Stated task A: In the email thread on coalescing streaming aggregation state, explain why state for every partition must be initialized and committed even when it has not changed. Answer in one to three sentences.
Stated task B: Write the next part of the email thread on coalescing streaming aggregation state, continuing after its last line.
::: Passage to read :::
I'd agree it might make sense to bundle this into an API. We'd have to
think about whether it's a common enough use case to justify the API
complexity.

It might be worth exploring decoupling state and partitions, but I wouldn't
want to start making decisions based on it without a clearer design
picture. I would expect the decoupling to make it very difficult to ensure
idempotency of state updates.

Jose

On Fri, Aug 3, 2018 at 10:55 AM, Arun Mahadevan <ar...@apache.org> wrote:

> coalesce might work.
>
> Say "spark.sql.shuffle.partitions" = 200, and then "
> input.readStream.map.filter.groupByKey(..).coalesce(2)...." would still
> create 200 instances for state but execute just 2 tasks.
>
> However I think further groupByKey operations downstream would need
> similar coalesce.
>
> And this is assuming the user sets the right shuffle partitions upfront.
>
> It maybe worth to bundle this pattern as some builtin api so that it can
> be transparent to the user. I am not sure how were you planning to expose
> the state key groups at api level and if it would be transparent.
>
> IMO, decoupling the state and partitions and making it key based would
> still be worth exploring to support dynamic state rebalancing. May be the
> default HDFS based implementation can maintain the state partition wise and
> not support it, but there could be implementations based on distributed k-v
> store which supports this.
>
> Thanks,
> Arun
>
>
> On 3 August 2018 at 08:21, Joseph Torres <joseph.tor...@databricks.com>
> wrote:
>
>> A coalesced RDD will definitely maintain any within-partition invariants
>> that the original RDD maintained. It pretty much just runs its input
>> partitions sequentially.
>>
>> There'd still be some Dataframe API work needed to get the coalesce
>> operation where you want it to be, but this is much simpler than
>> introducing a new concept of state key groups. As far as I can tell,
>> state key groups are just the same thing that we currently call partitions
>> of the aggregate RDD.
>>
>> On Fri, Aug 3, 2018 at 8:01 AM, Jungtaek Lim <kabh...@gmail.com> wrote:
>>
>>> I’m afraid I don’t know about the details on coalesce(), but some
>>> finding resource for coalesce, it looks like helping reducing actual
>>> partitions.
>>>
>>> For streaming aggregation, state for all partitions (by default, 200)
>>> must be initialized and committed even it is being unchanged. Otherwise
>>> error occurred when reading a partition which is excluded in query
>>> previously. Moreover, it can’t find existing row from state or store row in
>>> wrong partition if partition id doesn’t match the expected id via hashing
>>> function.
>>>
>>> Could you verify coalesce() meets such requirements?
>>>
>>> On Fri, 3 Aug 2018 at 22:23 Joseph Torres <joseph.tor...@databricks.com>
>>> wrote:
>>>
>>>> Scheduling multiple partitions in the same task is basically what
>>>> coalesce() does. Is there a reason that doesn't work here?
::: Record extracts :::
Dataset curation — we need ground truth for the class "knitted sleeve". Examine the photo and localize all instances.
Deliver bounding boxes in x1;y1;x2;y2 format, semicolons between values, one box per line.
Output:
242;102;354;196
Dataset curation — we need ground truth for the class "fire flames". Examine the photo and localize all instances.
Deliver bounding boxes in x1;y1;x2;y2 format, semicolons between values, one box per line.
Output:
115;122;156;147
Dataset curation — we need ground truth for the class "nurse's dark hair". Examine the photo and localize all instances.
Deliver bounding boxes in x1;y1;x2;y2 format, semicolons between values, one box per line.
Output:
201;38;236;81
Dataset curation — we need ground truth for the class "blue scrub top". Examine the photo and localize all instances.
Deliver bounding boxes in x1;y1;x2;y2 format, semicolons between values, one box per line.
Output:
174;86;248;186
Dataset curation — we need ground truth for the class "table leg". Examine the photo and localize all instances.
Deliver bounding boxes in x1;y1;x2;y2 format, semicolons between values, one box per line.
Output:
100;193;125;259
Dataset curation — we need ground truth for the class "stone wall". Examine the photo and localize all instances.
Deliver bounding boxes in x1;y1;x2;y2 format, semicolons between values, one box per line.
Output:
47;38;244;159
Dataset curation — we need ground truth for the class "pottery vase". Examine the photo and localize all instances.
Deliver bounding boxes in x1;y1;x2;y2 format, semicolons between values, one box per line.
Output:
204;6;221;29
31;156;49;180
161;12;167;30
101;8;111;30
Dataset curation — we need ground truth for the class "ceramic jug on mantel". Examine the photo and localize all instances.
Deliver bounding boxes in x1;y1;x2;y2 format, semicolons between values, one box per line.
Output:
:::
::: Record extracts :::
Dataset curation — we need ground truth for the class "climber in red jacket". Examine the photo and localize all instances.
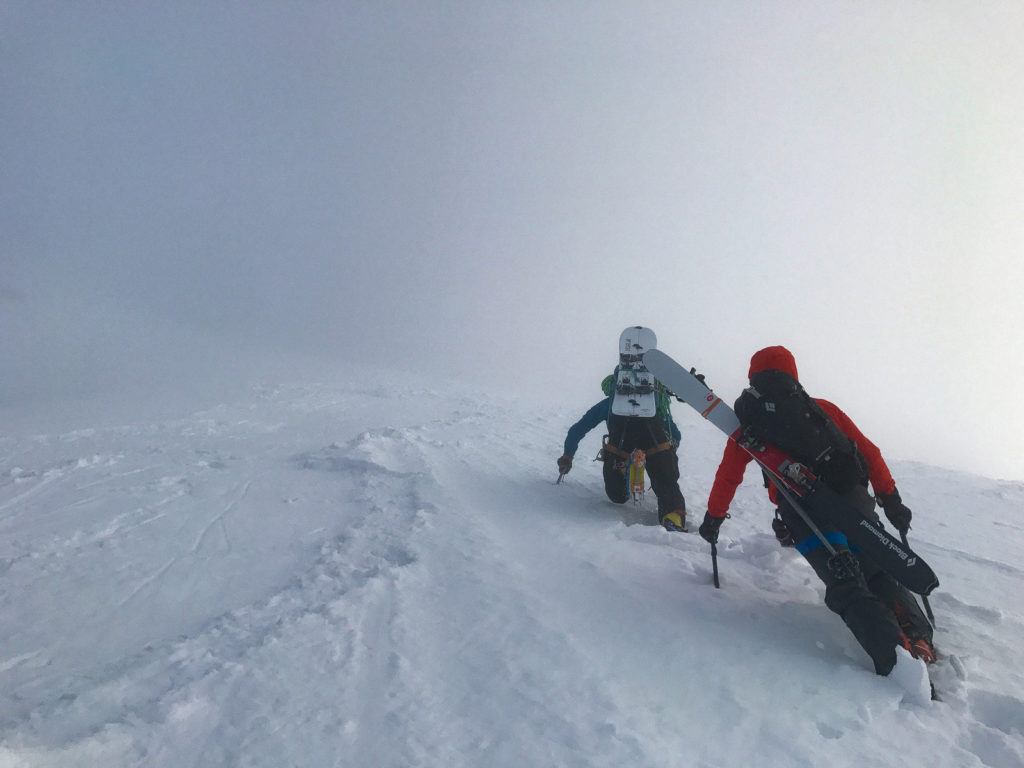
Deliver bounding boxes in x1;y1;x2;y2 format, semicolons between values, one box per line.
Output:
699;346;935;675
:::
Task response A: If the state for a partition is not initialized and committed, an error occurs later when the query reads a partition that was previously excluded. In addition, a row cannot be found in the state, or is stored in the wrong partition, when the partition id does not match the id expected from the hashing function.

Task response B:
>>>>
>>>> On Fri, Aug 3, 2018 at 5:55 AM, Jungtaek Lim <kabh...@gmail.com> wrote:
>>>>
>>>>> Here's a link for Google docs (anyone can comment):
>>>>> https://docs.google.com/document/d/1DEOW3WQcPUq0YFgazkZx6Ei6
>>>>> EOdj_3pXEsyq4LGpyNs/edit?usp=sharing
>>>>>
>>>>> Please note that I just copied the content to the google docs, so
>>>>> someone could point out lack of details. I would like to start with
>>>>> explanation of the concept, and once we are in agreement on going forward,
>>>>> I could add more detail in doc, or even just start working and detail can
>>>>> be shared with POC code or even WIP patch.
>>>>>
>>>>> Answer inlined for Arun's comments:
>>>>>
>>>>> 2018년 8월 3일 (금) 오후 5:39, Arun Mahadevan <ar...@apache.org>님이 작성:
>>>>>
>>>>>> Can you share this in a google doc to make the discussions easier.?
>>>>>>
>>>>>>
>>>>>>
>>>>>> Thanks for coming up with ideas to improve upon the current
>>>>>> restrictions with the SS state store.
>>>>>>
>>>>>>
>>>>>>
>>>>>> If I understood correctly, the plan is to introduce a logical
>>>>>> partitioning scheme for state storage (based on keys) independent of
>>>>>> spark’s partitioning so that the number of spark partitions can be 
>>>>>> varied.
>>>>>>
>>>>>>
>>>>>>
>>>>>> my 2 cents,
>>>>>>
>>>>>>
>>>>>>
>>>>>>    1. The Partitioning is already a kind of a logical entity in
>>>>>>    Spark. Maybe this can be leveraged to over-partition in advance 
>>>>>> (similar to
>>>>>>    setting the number of state key groups in your proposal) but make it 
>>>>>> easy
>>>>>>    to run more than one task (partition) per core (I am not sure how 
>>>>>> easy this
>>>>>>    is currently). Then we can continue to leverage the existing state
>>>>>>    implementation. This has similar limitations like what you pointed 
>>>>>> out (the
>>>>>>    max number of partitions has to be fixed upfront). But once the over
>>>>>>    provisioning of partitions is made easy it could be leveraged even for
>>>>>>    non-stateful operations.
>>>>>>
>>>>>>
>>>>> If we could allow assigning multiple partitions in a task (say,
>>>>> parallelism or maximum concurrency), maybe we could achieve it a bit
>>>>> easier. I'm not pretty familiar with core of Spark, so I can't imagine how
>>>>> we could do it. In addition, partitions for downstream operators will be
>>>>> affected unless we don't shuffle afterwards.
>>>>>
>>>>>
>>>>>>    1. Decouple the state from partition completely associate it only
>>>>>>    with the keys. This would be the most flexible option and we can 
>>>>>> scale the
>>>>>>    partitions up/down as we wish. This needs a scalable distributed state
>>>>>>    store implementation supporting fast look ups /storage by key.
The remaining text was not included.